Task item A =>
Please summarize the passage about Doudna and Charpentier in two sentences.
Task item B =>
Extend the passage about Doudna and Charpentier with a few sentences that follow from its last line.

Doudna said she is “really, really proud to be representing Berkeley, … a public university that supports great science and great education, … a place that welcomes everyone, people from all over the world.” She added, “It’s a great feeling to have such incredible colleagues who are part of this.”
Doudna, who is the Li Ka Shing Chancellor’s Chair in Biomedical and Health Sciences and a Howard Hughes Medical Institute investigator at UC Berkeley, is president and chair of the board of the Innovative Genomics Institute (IGI), a faculty scientist at Lawrence Berkeley National Laboratory (Berkeley Lab), a senior investigator at the Gladstone Institutes and an adjunct professor of cellular and molecular pharmacology at UC San Francisco. Charpentier, who in 2012 was affiliated with the University of Vienna and Umeå University in Sweden, was appointed director of the Max Planck Institute for Infection Biology in Berlin in 2015.

The data =>
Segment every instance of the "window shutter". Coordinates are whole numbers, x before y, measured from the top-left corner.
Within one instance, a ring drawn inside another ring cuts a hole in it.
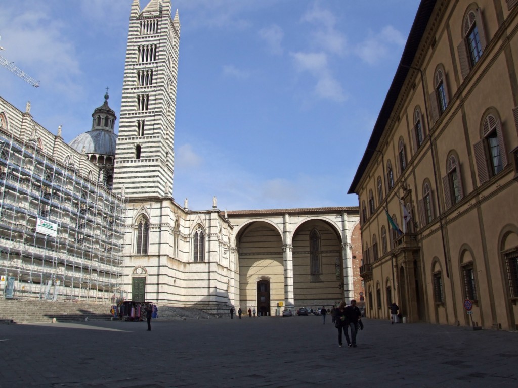
[[[485,38],[485,31],[484,29],[484,23],[482,22],[482,13],[480,8],[477,10],[477,14],[475,16],[475,22],[477,23],[477,28],[479,30],[479,38],[480,39],[480,47],[482,49],[482,52],[485,50],[486,46],[487,46],[487,41]]]
[[[444,190],[444,203],[446,204],[446,208],[449,209],[452,207],[452,197],[450,192],[450,179],[447,175],[442,177],[442,188]]]
[[[418,141],[417,135],[415,133],[416,130],[415,126],[414,125],[412,130],[410,131],[412,132],[412,145],[414,146],[414,154],[418,152]]]
[[[500,146],[500,157],[502,159],[502,166],[505,167],[507,166],[507,152],[506,151],[506,142],[503,141],[503,134],[502,133],[502,125],[498,120],[496,122],[496,135],[498,137],[498,145]]]
[[[439,101],[437,101],[437,93],[435,91],[430,95],[430,118],[433,123],[439,120]]]
[[[457,176],[458,178],[458,190],[460,191],[461,198],[464,198],[464,190],[462,187],[462,174],[461,173],[461,163],[457,163]]]
[[[507,9],[511,9],[513,7],[518,3],[518,0],[506,0],[507,2]]]
[[[421,228],[426,226],[426,211],[424,207],[424,198],[419,200],[419,219],[421,222]]]
[[[518,2],[518,0],[516,0],[516,2]],[[516,127],[516,129],[518,130],[518,107],[515,107],[513,108],[513,115],[514,116],[514,125]]]
[[[484,152],[484,141],[481,140],[473,144],[473,149],[475,152],[477,170],[479,172],[479,181],[481,185],[489,180],[489,171],[487,169],[487,162],[486,161],[485,153]]]
[[[466,42],[464,39],[461,42],[461,44],[457,46],[457,51],[458,52],[458,62],[461,65],[461,74],[462,76],[462,79],[465,80],[469,74],[469,58],[468,57]]]
[[[435,219],[435,214],[434,213],[434,204],[435,202],[434,200],[434,192],[430,191],[430,214],[431,215],[431,219]]]

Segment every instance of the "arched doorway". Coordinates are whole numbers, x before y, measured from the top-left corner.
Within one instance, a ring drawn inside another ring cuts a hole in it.
[[[270,281],[257,282],[257,311],[260,316],[270,316]]]
[[[407,305],[407,282],[405,268],[399,268],[399,314],[401,317],[408,317],[408,306]]]

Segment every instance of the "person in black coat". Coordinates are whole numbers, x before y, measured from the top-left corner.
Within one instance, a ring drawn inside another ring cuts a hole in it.
[[[358,321],[362,317],[362,312],[356,306],[355,300],[351,299],[351,304],[344,309],[344,315],[346,320],[346,336],[348,328],[351,329],[351,344],[349,345],[349,347],[356,348],[356,335],[358,331]]]
[[[148,331],[151,331],[151,315],[153,314],[153,305],[150,304],[145,307],[144,310],[146,311],[146,319],[148,321]]]
[[[338,346],[342,347],[342,331],[346,335],[346,341],[347,341],[347,346],[350,346],[351,340],[349,339],[349,334],[347,333],[347,329],[346,326],[346,302],[342,301],[338,307],[335,308],[335,327],[338,329]]]

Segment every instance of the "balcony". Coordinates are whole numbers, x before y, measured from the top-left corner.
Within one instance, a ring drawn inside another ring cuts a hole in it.
[[[370,280],[372,278],[372,265],[370,263],[364,264],[359,267],[359,276],[364,280]]]

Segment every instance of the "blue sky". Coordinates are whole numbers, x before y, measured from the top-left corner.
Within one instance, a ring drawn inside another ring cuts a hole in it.
[[[141,7],[148,0],[140,0]],[[69,142],[120,110],[132,0],[0,3],[0,96]],[[357,206],[347,194],[418,0],[172,0],[173,196],[191,210]],[[117,130],[116,127],[116,131]]]

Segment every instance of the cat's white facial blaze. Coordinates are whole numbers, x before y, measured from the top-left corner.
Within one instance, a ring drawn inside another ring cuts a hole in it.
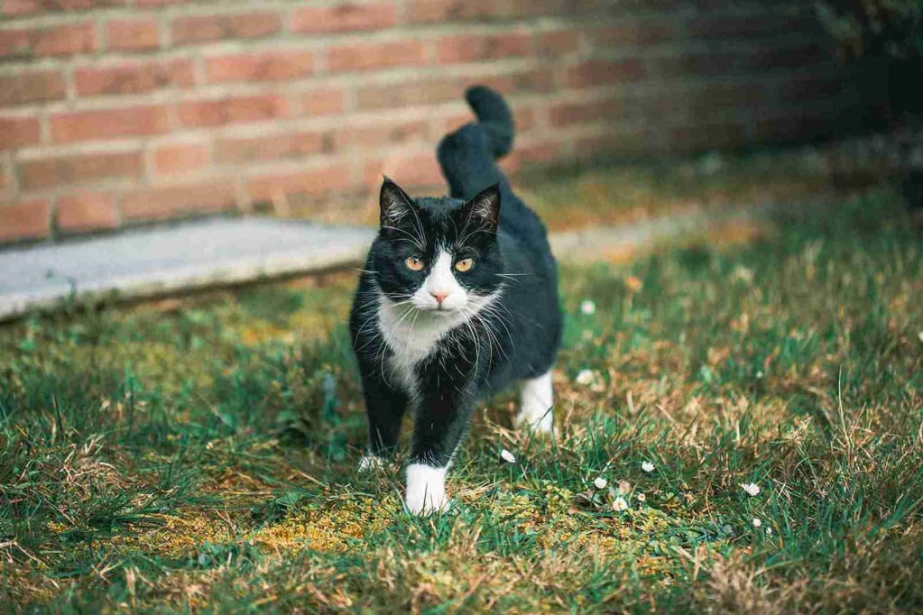
[[[446,467],[424,464],[407,467],[407,510],[412,514],[430,514],[449,507],[446,497]]]
[[[450,313],[468,304],[468,291],[459,284],[452,273],[452,254],[445,248],[436,253],[429,275],[411,297],[417,310],[436,313]]]
[[[410,395],[416,396],[416,374],[414,367],[429,356],[452,329],[462,326],[477,313],[496,302],[502,290],[495,290],[489,295],[468,293],[466,309],[438,313],[423,310],[416,314],[410,313],[413,307],[402,305],[384,295],[378,297],[378,331],[385,344],[391,350],[388,359],[390,375],[396,376],[393,384]]]

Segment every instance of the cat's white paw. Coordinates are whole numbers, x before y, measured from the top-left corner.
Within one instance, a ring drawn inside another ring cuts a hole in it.
[[[520,413],[514,419],[516,427],[537,434],[554,434],[552,404],[554,391],[550,370],[537,378],[523,381],[520,391]]]
[[[362,459],[359,459],[359,465],[356,466],[356,469],[360,472],[376,472],[385,467],[385,462],[382,461],[381,457],[376,455],[364,455]]]
[[[447,510],[446,468],[424,464],[408,466],[405,504],[411,514],[426,515]]]

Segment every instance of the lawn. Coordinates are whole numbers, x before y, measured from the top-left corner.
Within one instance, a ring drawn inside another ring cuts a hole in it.
[[[565,266],[558,439],[510,430],[514,395],[485,402],[451,510],[422,519],[400,459],[354,469],[354,273],[7,325],[0,605],[923,609],[923,242],[905,229],[878,191],[746,243]]]

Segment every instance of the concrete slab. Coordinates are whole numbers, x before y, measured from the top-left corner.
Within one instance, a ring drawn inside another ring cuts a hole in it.
[[[798,204],[786,204],[798,207]],[[564,262],[687,236],[735,219],[766,218],[763,203],[689,211],[619,226],[552,233]],[[78,302],[155,297],[359,266],[376,230],[269,218],[208,219],[63,243],[0,250],[0,321]]]
[[[210,219],[0,251],[0,320],[62,300],[138,299],[361,264],[369,228]]]

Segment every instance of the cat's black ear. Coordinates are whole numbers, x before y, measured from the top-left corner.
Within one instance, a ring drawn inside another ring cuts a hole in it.
[[[465,204],[462,215],[485,231],[497,232],[497,226],[500,222],[499,186],[488,186],[477,193],[474,198]]]
[[[381,227],[396,227],[414,212],[414,202],[403,190],[387,177],[381,183],[378,196],[381,206]]]

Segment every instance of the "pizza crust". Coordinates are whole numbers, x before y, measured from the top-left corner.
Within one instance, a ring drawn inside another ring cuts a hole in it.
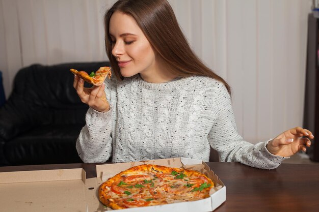
[[[95,75],[93,77],[90,77],[87,72],[84,71],[78,71],[75,69],[71,69],[70,71],[78,76],[86,82],[96,86],[101,85],[107,77],[111,79],[112,76],[111,67],[100,67],[95,72]]]
[[[98,195],[105,205],[124,209],[205,198],[213,187],[211,179],[196,171],[144,164],[109,178]]]

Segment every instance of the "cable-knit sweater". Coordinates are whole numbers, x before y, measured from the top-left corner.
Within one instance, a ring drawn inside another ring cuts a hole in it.
[[[267,142],[244,140],[237,131],[229,94],[221,82],[204,76],[151,83],[139,75],[107,79],[110,110],[90,108],[76,142],[85,163],[186,157],[208,161],[210,147],[222,162],[272,169],[284,158]]]

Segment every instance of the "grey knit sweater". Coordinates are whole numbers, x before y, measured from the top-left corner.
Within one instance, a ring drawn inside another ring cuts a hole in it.
[[[208,161],[210,146],[222,162],[272,169],[284,158],[269,153],[267,142],[252,144],[238,134],[230,98],[223,83],[194,76],[150,83],[139,75],[107,79],[111,109],[90,108],[76,142],[85,163],[186,157]]]

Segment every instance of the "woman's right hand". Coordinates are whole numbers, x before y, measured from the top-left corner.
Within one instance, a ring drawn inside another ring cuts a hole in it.
[[[110,110],[110,104],[107,100],[107,95],[104,91],[104,83],[100,86],[84,87],[84,80],[74,75],[73,86],[84,103],[99,112],[108,112]]]

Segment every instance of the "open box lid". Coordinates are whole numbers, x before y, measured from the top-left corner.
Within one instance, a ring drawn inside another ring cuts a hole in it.
[[[14,211],[86,211],[83,169],[0,173],[0,208]]]
[[[142,162],[99,165],[96,166],[96,176],[98,187],[109,178],[113,177],[121,171],[131,167],[140,165],[150,164],[168,166],[170,167],[181,167],[184,166],[202,164],[206,171],[207,176],[216,184],[215,188],[210,190],[209,198],[200,200],[168,204],[162,205],[151,206],[121,209],[121,211],[211,211],[226,200],[226,187],[208,166],[204,162],[198,160],[185,158],[175,158],[168,159],[160,159]],[[111,210],[112,209],[103,206],[100,203],[98,211]]]

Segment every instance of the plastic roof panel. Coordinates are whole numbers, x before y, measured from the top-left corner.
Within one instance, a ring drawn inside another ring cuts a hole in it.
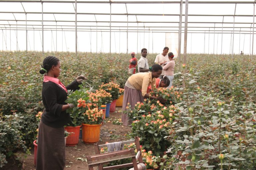
[[[0,11],[24,12],[24,10],[20,2],[1,2]]]
[[[103,13],[109,14],[110,11],[109,4],[85,3],[77,4],[77,12],[84,13]],[[74,4],[74,6],[75,4]],[[74,10],[74,7],[73,8]],[[74,12],[74,10],[72,11]]]

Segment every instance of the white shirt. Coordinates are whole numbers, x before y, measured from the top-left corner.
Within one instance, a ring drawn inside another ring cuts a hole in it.
[[[138,69],[139,70],[139,72],[140,72],[140,68],[142,68],[143,69],[149,69],[148,59],[142,56],[141,56],[140,58],[138,61]],[[146,71],[144,72],[150,72],[150,71]]]
[[[168,56],[167,55],[165,56],[164,56],[162,55],[162,54],[159,54],[157,55],[156,57],[156,59],[155,60],[155,62],[158,64],[163,62],[165,61],[166,62],[169,62],[170,61],[170,60],[168,58]],[[161,65],[161,66],[163,67],[164,65],[164,64],[162,64]],[[161,75],[164,75],[164,70],[163,69],[162,71]]]

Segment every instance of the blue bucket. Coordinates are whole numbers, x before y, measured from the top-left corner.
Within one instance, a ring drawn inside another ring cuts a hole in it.
[[[106,117],[108,118],[109,117],[109,111],[110,110],[111,103],[109,104],[106,104],[107,107],[106,107]]]

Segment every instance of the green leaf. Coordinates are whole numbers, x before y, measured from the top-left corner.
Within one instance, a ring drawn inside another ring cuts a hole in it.
[[[149,130],[148,131],[148,132],[151,134],[154,133],[155,131],[153,131],[153,130]]]
[[[197,148],[200,146],[200,143],[199,140],[197,140],[195,141],[193,143],[193,145],[192,146],[192,149],[195,149],[195,148]]]
[[[185,143],[183,140],[175,140],[175,141],[179,143]]]
[[[69,98],[66,100],[65,102],[67,103],[73,103],[73,98]]]

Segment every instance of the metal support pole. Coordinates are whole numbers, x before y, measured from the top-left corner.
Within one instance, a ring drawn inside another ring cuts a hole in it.
[[[11,25],[10,25],[10,51],[12,51],[12,40],[11,38]]]
[[[154,50],[153,49],[153,44],[154,43],[154,41],[153,41],[153,30],[152,30],[152,53],[154,53]]]
[[[126,32],[126,56],[128,56],[128,15],[127,15],[127,31]]]
[[[18,25],[16,21],[16,50],[18,51]]]
[[[252,25],[251,24],[251,27],[252,27]],[[250,55],[251,55],[251,28],[250,28]]]
[[[2,49],[3,50],[3,51],[4,51],[4,31],[3,31],[3,29],[2,29]]]
[[[57,22],[56,21],[56,52],[57,52]]]
[[[181,28],[182,24],[182,5],[183,4],[183,0],[181,0],[180,4],[180,22],[179,23],[179,33],[178,41],[179,44],[178,47],[178,56],[179,57],[179,65],[180,67],[181,66]],[[152,36],[153,40],[153,36]],[[152,46],[153,48],[153,46]]]
[[[75,36],[76,36],[76,57],[77,58],[77,0],[75,1]]]
[[[205,53],[205,31],[204,31],[204,54]]]
[[[116,53],[116,32],[114,32],[114,38],[115,38],[115,53]]]
[[[149,36],[150,34],[150,30],[149,30],[149,28],[148,28],[148,52],[149,53]]]
[[[143,23],[143,25],[144,26],[144,32],[143,33],[143,47],[145,48],[145,26],[144,25],[144,23]]]
[[[121,36],[121,30],[120,30],[120,27],[119,28],[119,56],[120,56],[120,39]]]
[[[252,60],[252,56],[253,55],[253,40],[254,37],[254,14],[255,12],[255,1],[253,4],[253,22],[252,26],[252,46],[251,60]]]
[[[28,30],[27,29],[27,14],[26,14],[26,51],[28,51]]]
[[[183,58],[183,63],[186,64],[187,63],[187,39],[188,34],[188,0],[186,0],[185,12],[185,25],[184,30],[184,52]],[[186,72],[186,68],[183,70],[183,74]],[[185,88],[185,84],[184,80],[183,81],[183,87]]]
[[[240,37],[241,35],[241,28],[240,28],[240,31],[239,32],[239,50],[238,54],[240,53]]]
[[[42,47],[43,50],[43,54],[44,54],[44,13],[43,5],[43,2],[41,1],[42,3]]]
[[[209,48],[210,48],[210,28],[209,28],[209,36],[208,37],[208,54],[209,54]]]
[[[61,50],[63,52],[63,29],[61,27]]]
[[[235,6],[235,14],[234,15],[234,23],[233,23],[233,42],[232,44],[232,59],[234,55],[234,35],[235,32],[235,15],[236,15],[236,4]]]
[[[232,44],[232,31],[231,32],[231,34],[230,35],[230,44],[229,46],[229,55],[231,54],[231,47]]]
[[[111,2],[110,0],[109,0],[110,4],[110,23],[109,26],[109,30],[110,30],[110,42],[109,42],[109,55],[111,56]]]
[[[139,31],[139,23],[137,23],[137,52],[138,52],[138,42],[139,41],[139,36],[138,35],[138,33]]]
[[[244,53],[244,42],[245,41],[245,34],[244,34],[244,45],[243,46],[243,52]]]
[[[35,28],[33,28],[34,30],[33,31],[33,42],[34,43],[34,51],[35,51]]]
[[[223,20],[224,20],[224,17],[223,17]],[[221,50],[220,54],[222,55],[222,38],[223,38],[223,21],[222,21],[222,26],[221,29]]]
[[[218,42],[219,41],[219,33],[217,34],[217,48],[216,49],[216,54],[218,54]]]
[[[191,42],[190,43],[191,43],[191,44],[190,45],[190,53],[192,53],[192,33],[191,33],[191,40],[190,40]]]
[[[96,16],[94,15],[95,21],[96,21],[96,53],[98,52],[98,22],[96,19]]]
[[[213,31],[213,55],[214,54],[214,49],[215,47],[215,23],[214,23],[214,28]]]

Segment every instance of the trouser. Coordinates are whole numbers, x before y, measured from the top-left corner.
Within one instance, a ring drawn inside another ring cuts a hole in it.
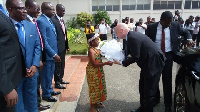
[[[141,68],[139,80],[140,104],[142,112],[153,112],[155,95],[159,86],[161,70],[156,74],[146,72]]]
[[[42,97],[51,97],[51,93],[53,92],[53,88],[51,85],[52,85],[54,70],[55,70],[55,61],[46,60],[46,62],[43,65],[42,76],[41,76]]]
[[[31,78],[23,77],[17,87],[18,102],[15,112],[38,112],[37,77],[38,71]]]
[[[41,97],[40,97],[40,85],[41,85],[41,75],[42,75],[42,71],[39,71],[39,76],[37,78],[37,99],[38,99],[38,106],[41,104]]]
[[[107,34],[100,34],[101,41],[107,40]]]
[[[196,42],[197,47],[199,47],[199,42],[200,42],[200,33],[198,33],[197,35],[197,42]]]
[[[0,112],[15,112],[15,107],[7,107],[4,96],[0,96]]]
[[[59,53],[61,62],[55,63],[55,72],[54,72],[55,84],[61,84],[61,82],[63,80],[64,70],[65,70],[65,54],[66,54],[66,51]]]
[[[198,34],[193,34],[193,35],[192,35],[192,40],[193,40],[193,41],[196,41],[197,38],[198,38]]]
[[[162,82],[163,82],[163,93],[164,93],[164,103],[165,107],[172,107],[172,66],[173,66],[173,52],[168,52],[165,54],[167,58],[165,61],[165,66],[162,70]],[[160,90],[157,88],[156,100],[160,100]]]

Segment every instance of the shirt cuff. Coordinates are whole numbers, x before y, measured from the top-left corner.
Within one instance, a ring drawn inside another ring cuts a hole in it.
[[[55,57],[57,54],[55,54],[53,57]]]

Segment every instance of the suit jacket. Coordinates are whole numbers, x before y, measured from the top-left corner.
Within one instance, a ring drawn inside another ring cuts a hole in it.
[[[146,30],[146,35],[150,37],[154,42],[156,40],[158,23],[159,22],[149,24]],[[172,22],[171,25],[169,26],[169,29],[171,36],[172,51],[176,54],[178,52],[178,46],[179,46],[178,37],[181,35],[187,39],[192,39],[192,36],[189,31],[181,28],[178,22]]]
[[[60,54],[60,53],[65,52],[66,49],[69,48],[68,39],[67,39],[67,30],[65,28],[65,32],[66,32],[66,40],[65,40],[65,34],[63,32],[62,25],[60,24],[60,21],[57,18],[57,16],[55,15],[54,17],[51,18],[51,20],[53,21],[53,24],[55,25],[55,28],[56,28],[57,43],[58,43],[58,54]]]
[[[127,35],[127,49],[130,58],[122,61],[123,66],[137,63],[141,69],[151,75],[161,71],[164,66],[165,56],[156,44],[146,35],[129,31]]]
[[[58,53],[56,31],[43,14],[37,19],[37,24],[44,37],[46,60],[54,60],[53,56]]]
[[[23,20],[25,30],[25,46],[21,45],[26,63],[26,68],[32,65],[40,67],[40,39],[35,24]]]
[[[17,87],[26,69],[15,27],[1,11],[0,26],[0,96],[4,96]]]
[[[26,18],[27,19],[27,21],[29,21],[29,22],[33,22],[33,21],[31,21],[28,17]],[[35,23],[34,23],[35,24]],[[42,37],[42,42],[43,42],[43,47],[44,47],[44,49],[41,51],[41,56],[40,56],[40,60],[42,61],[42,62],[45,62],[46,61],[46,50],[45,50],[45,42],[44,42],[44,37],[42,36],[42,33],[41,33],[41,31],[39,31],[40,32],[40,35],[41,35],[41,37]],[[41,41],[40,41],[41,42]],[[41,43],[40,43],[41,44]],[[42,46],[41,46],[41,48],[42,48]]]

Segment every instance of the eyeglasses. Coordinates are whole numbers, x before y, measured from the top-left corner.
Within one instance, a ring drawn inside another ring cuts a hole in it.
[[[27,8],[26,7],[11,7],[12,9],[18,9],[20,11],[26,11]]]
[[[40,11],[40,8],[32,7],[32,9],[34,9],[36,11]]]

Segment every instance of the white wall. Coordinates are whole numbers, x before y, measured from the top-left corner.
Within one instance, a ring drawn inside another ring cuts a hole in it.
[[[4,4],[6,0],[0,0],[3,1]],[[22,0],[25,1],[25,0]],[[51,2],[53,6],[55,7],[56,4],[63,4],[66,9],[65,14],[65,21],[69,20],[71,17],[76,17],[78,13],[80,12],[87,12],[89,14],[94,14],[95,12],[92,12],[92,0],[37,0],[38,3],[41,5],[42,2]],[[117,0],[116,0],[117,2]],[[134,18],[135,21],[138,21],[139,18],[143,18],[144,22],[146,21],[147,16],[154,17],[156,21],[160,20],[160,15],[165,10],[132,10],[132,11],[122,11],[122,17],[120,17],[120,11],[108,11],[108,14],[110,15],[111,21],[113,22],[115,19],[118,19],[120,22],[122,18],[129,17]],[[174,14],[174,10],[170,10]],[[197,16],[199,14],[199,9],[185,9],[179,10],[181,12],[181,16],[183,19],[187,19],[190,15]]]

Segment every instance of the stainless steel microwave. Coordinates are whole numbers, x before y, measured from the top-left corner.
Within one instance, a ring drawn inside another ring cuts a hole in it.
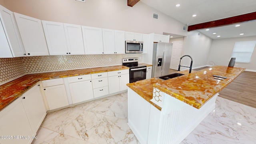
[[[126,53],[140,53],[143,52],[143,42],[125,41]]]

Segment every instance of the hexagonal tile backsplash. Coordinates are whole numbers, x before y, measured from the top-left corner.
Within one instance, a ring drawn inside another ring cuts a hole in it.
[[[0,85],[25,74],[122,65],[122,59],[138,58],[142,54],[30,56],[0,58]]]

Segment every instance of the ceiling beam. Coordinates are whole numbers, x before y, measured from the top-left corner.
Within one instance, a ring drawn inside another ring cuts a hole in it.
[[[140,0],[127,0],[127,6],[133,7]]]
[[[188,31],[224,26],[256,20],[256,12],[188,26]]]

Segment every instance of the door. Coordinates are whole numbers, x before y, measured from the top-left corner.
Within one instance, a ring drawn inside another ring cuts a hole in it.
[[[29,56],[48,56],[42,21],[14,12],[25,51]]]
[[[22,96],[24,98],[22,101],[34,134],[36,133],[46,114],[39,88],[39,86],[35,85]]]
[[[69,87],[73,104],[94,98],[90,80],[70,83]]]
[[[20,34],[13,13],[10,10],[0,5],[0,12],[3,18],[4,26],[10,40],[10,47],[12,49],[13,57],[24,56],[25,50],[21,41]],[[2,21],[2,22],[3,22]],[[2,42],[2,41],[1,41]]]
[[[178,70],[180,60],[180,58],[181,57],[183,41],[174,42],[173,42],[173,44],[172,58],[170,68]]]
[[[50,55],[68,53],[63,24],[42,20],[45,38]]]
[[[80,25],[63,24],[69,53],[84,54],[83,35]]]
[[[163,66],[163,70],[162,72],[162,76],[165,76],[169,74],[171,57],[172,56],[172,44],[165,43],[164,44],[164,60],[163,60],[164,65]]]

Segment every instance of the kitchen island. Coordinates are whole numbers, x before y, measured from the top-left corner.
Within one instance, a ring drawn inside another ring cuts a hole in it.
[[[128,84],[128,124],[141,144],[178,144],[214,108],[218,92],[245,69],[214,66],[168,80]]]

Response box A =>
Doudna said she was very proud to represent Berkeley, a public university that supports great science and education and welcomes people from all over the world, and she praised the colleagues who are part of this. She holds several positions at UC Berkeley and other institutions, while Charpentier, affiliated in 2012 with the University of Vienna and Umeå University, became director of the Max Planck Institute for Infection Biology in Berlin in 2015.

Response box B =>
Doudna was focusing on RNA, a partner to DNA in carrying genetic information and a key part of several molecular machines (such as the ribosome and telomerase) that help DNA do its job. She became interested in CRISPR because of her long-standing interest in such RNA-based machines. Her attention was first drawn to CRISPR by a UC Berkeley colleague, Jill Banfield, who encountered it while studying bacteria living in extreme environments. The system intrigued Doudna, who wondered how exactly an unusual repeating sequence of DNA in the bacterial genome enabled bacteria to mount a successful defense against viral infections. What they and other researchers pieced together is that when viruses invade bacteria, the bacteria cut up the viral DNA and place these pieces in their genome, like “most wanted posters.” If similar viruses invade again, roving enzymes with RNA copies of these bits of viral DNA examine the virus and, if the RNA and DNA match, cut the DNA and kill the virus.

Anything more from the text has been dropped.